**À faire:**
**a)** Veuillez relever tous les noms de personnes cités dans le texte sur la Serbie.
**b)** Recopiez le texte sur la Serbie en commençant par « Associé à la » et en continuant jusqu'à « ne fonctionne pas. ».

**Texte à examiner:**
____________________

Associé à la victoire écrasante du SNS avec 47% des votes contre 23% pour «La Serbie sans violence» à la deuxième place, le narratif est facile à dérouler: en Serbie la démocratie parlementaire est sous le contrôle d'un dictateur, l'opposition est muselée, rien ne fonctionne hors du parti au pouvoir. Ce qui est à la fois exact, et faux. C'est exact car il est indéniable que Vučić est assis sur le pouvoir comme aucun leader politique serbe ne l'a jamais été, peut-être même plus que Milosevic, voire que Tito. Il est exact aussi que l'opposition est privée de plateforme, qu'elle est continuellement vilipendée, que son temps de parole est limité – Vučić a selon certaines estimations 40% du temps médiatique pour lui – que toutes les municipalités, les institutions et les entreprises d'Etat sont dans sa poche, bref, que le processus démocratique ne fonctionne pas.

____________________

(Données d'expressions référentielles)
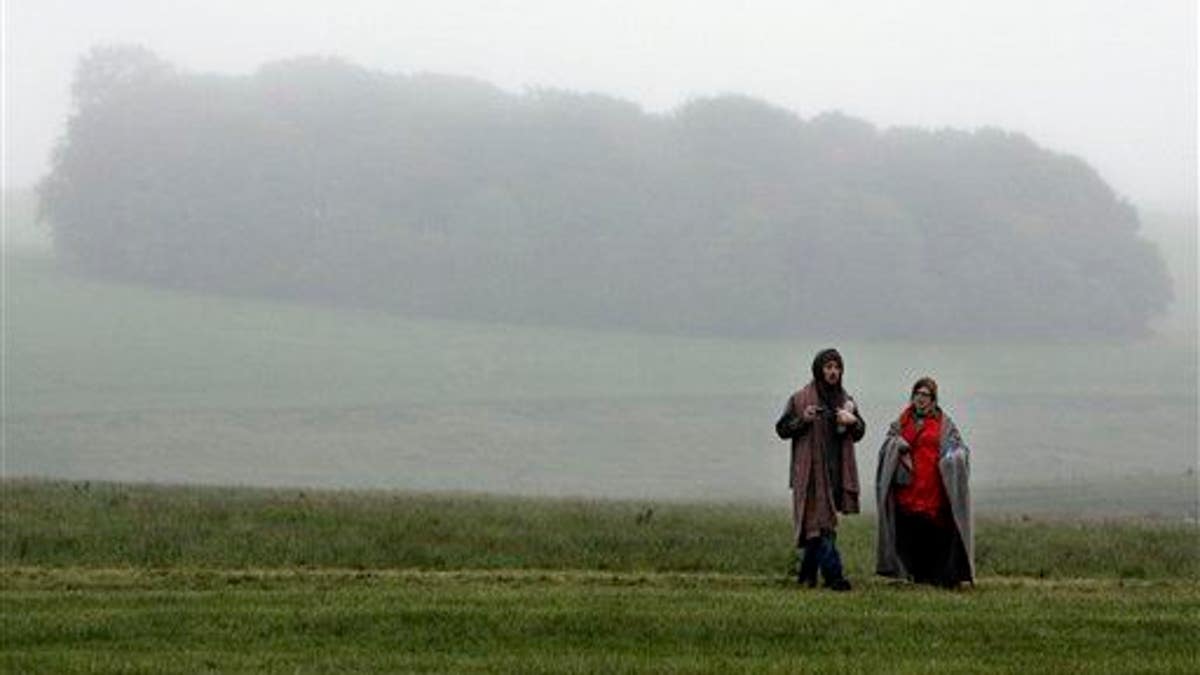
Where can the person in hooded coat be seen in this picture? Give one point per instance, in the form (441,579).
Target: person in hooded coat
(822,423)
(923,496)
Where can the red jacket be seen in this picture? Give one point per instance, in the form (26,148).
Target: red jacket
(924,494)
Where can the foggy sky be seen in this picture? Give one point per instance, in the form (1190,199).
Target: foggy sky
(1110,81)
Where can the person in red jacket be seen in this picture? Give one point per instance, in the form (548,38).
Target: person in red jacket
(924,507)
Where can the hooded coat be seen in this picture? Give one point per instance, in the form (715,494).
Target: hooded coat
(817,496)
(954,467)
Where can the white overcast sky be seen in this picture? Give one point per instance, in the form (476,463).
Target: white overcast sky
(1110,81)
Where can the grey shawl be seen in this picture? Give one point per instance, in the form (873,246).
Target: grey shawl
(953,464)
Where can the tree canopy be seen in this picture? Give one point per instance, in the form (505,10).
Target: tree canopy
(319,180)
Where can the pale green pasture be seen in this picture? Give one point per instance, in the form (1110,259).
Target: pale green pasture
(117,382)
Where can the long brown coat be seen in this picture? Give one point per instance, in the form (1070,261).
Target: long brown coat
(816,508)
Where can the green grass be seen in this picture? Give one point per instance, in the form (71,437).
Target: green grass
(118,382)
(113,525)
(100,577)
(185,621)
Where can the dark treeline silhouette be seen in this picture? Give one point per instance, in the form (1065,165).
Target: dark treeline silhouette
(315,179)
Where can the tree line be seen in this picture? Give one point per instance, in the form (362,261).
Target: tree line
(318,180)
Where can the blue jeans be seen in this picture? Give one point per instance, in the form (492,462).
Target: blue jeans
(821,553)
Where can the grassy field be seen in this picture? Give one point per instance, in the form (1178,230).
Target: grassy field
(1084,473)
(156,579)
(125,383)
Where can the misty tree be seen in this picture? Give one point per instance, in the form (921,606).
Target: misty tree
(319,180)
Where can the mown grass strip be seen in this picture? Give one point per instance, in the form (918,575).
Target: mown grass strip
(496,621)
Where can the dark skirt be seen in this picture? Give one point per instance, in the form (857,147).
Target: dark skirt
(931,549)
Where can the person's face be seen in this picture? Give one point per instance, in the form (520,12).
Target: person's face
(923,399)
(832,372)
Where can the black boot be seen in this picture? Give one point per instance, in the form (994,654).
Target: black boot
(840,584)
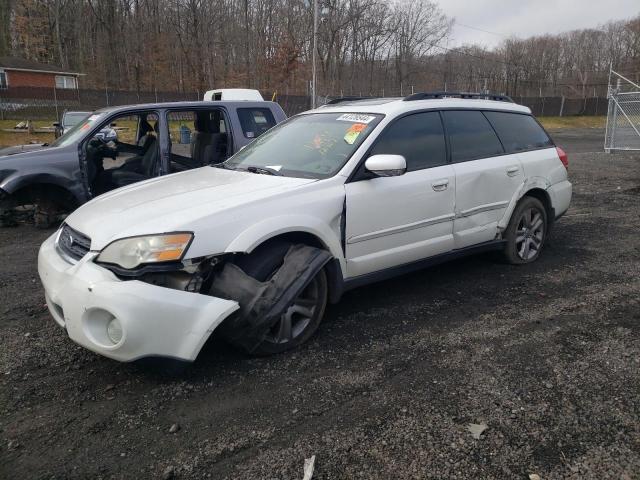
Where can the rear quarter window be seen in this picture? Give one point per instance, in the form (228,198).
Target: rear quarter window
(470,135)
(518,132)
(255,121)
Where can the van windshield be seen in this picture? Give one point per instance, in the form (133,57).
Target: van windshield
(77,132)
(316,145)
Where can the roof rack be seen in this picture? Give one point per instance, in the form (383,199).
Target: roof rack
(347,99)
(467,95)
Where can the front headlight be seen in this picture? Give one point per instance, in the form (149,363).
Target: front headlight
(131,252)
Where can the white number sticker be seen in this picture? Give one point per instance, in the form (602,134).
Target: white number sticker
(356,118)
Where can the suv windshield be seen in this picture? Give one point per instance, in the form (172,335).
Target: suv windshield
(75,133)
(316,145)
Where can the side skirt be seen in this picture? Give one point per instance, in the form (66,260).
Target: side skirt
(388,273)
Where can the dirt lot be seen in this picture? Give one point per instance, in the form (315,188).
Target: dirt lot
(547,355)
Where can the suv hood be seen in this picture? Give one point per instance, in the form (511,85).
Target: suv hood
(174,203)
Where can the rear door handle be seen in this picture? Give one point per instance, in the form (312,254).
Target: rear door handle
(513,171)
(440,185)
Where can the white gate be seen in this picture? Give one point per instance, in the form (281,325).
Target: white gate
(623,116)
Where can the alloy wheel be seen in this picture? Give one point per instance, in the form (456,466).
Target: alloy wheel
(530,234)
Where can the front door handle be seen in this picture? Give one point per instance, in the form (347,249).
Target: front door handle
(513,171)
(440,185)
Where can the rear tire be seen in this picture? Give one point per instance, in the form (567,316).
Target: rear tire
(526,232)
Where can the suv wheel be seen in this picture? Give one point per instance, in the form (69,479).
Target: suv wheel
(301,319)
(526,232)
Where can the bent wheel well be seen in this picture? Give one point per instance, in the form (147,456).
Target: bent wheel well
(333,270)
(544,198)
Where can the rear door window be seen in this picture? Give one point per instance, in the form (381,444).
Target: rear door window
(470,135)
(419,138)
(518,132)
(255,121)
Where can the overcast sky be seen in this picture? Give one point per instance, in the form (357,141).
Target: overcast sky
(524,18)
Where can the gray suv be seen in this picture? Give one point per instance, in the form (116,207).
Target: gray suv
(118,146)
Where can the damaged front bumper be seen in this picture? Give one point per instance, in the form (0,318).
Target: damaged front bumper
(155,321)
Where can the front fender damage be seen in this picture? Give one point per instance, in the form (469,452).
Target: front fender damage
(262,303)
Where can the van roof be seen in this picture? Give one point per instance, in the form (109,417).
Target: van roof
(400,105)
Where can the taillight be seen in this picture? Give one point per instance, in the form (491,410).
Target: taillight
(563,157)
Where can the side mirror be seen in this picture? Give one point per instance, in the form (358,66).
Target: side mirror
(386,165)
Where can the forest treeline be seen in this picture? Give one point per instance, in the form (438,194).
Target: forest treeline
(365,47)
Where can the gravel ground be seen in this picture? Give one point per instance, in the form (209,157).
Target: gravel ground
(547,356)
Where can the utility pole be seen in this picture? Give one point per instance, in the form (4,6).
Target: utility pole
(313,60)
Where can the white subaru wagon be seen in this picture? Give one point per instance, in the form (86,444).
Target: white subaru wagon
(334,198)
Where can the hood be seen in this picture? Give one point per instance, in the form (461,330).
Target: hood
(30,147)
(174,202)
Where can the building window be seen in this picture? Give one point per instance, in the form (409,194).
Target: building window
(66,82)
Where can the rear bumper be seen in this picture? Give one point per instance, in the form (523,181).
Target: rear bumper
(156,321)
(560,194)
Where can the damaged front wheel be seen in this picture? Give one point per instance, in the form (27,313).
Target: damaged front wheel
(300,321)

____________________

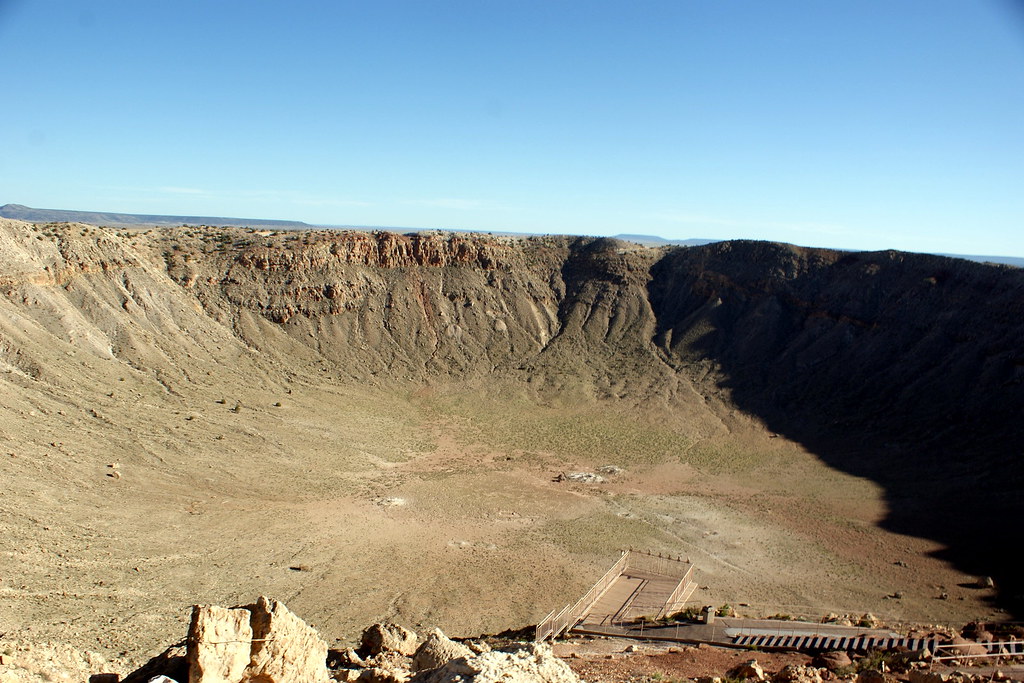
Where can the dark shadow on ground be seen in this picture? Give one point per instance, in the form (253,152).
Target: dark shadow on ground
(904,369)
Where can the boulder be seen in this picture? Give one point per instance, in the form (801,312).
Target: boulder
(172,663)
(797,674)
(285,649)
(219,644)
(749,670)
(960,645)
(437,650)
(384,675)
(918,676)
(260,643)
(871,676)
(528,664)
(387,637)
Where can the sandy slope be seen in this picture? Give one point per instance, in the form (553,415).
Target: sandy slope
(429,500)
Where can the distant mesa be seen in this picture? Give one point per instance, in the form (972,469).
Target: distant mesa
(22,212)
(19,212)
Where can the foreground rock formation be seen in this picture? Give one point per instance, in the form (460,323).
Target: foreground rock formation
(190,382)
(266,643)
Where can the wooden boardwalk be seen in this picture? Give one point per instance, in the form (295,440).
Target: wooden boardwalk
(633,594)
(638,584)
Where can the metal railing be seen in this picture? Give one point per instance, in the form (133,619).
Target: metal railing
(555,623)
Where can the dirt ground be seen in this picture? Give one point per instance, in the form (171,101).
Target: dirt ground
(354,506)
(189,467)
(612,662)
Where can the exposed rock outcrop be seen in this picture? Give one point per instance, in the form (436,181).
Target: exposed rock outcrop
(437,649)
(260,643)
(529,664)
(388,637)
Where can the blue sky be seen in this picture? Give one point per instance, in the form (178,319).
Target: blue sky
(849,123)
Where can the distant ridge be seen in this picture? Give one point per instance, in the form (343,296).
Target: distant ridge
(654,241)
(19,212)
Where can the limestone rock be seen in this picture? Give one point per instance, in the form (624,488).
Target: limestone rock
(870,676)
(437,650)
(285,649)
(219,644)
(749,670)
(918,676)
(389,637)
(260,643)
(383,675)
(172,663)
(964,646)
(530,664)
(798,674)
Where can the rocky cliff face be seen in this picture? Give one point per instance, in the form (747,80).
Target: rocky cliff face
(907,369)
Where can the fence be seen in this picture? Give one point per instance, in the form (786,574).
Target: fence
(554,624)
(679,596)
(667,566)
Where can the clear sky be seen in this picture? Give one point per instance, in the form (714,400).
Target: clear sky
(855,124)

____________________

**Réponses:**
**a)** Vučić, Milosevic, Tito

**b)**
Associé à la victoire écrasante du SNS avec 47% des votes contre 23% pour «La Serbie sans violence» à la deuxième place, le narratif est facile à dérouler: en Serbie la démocratie parlementaire est sous le contrôle d'un dictateur, l'opposition est muselée, rien ne fonctionne hors du parti au pouvoir. Ce qui est à la fois exact, et faux. C'est exact car il est indéniable que Vučić est assis sur le pouvoir comme aucun leader politique serbe ne l'a jamais été, peut-être même plus que Milosevic, voire que Tito. Il est exact aussi que l'opposition est privée de plateforme, qu'elle est continuellement vilipendée, que son temps de parole est limité – Vučić a selon certaines estimations 40% du temps médiatique pour lui – que toutes les municipalités, les institutions et les entreprises d'Etat sont dans sa poche, bref, que le processus démocratique ne fonctionne pas.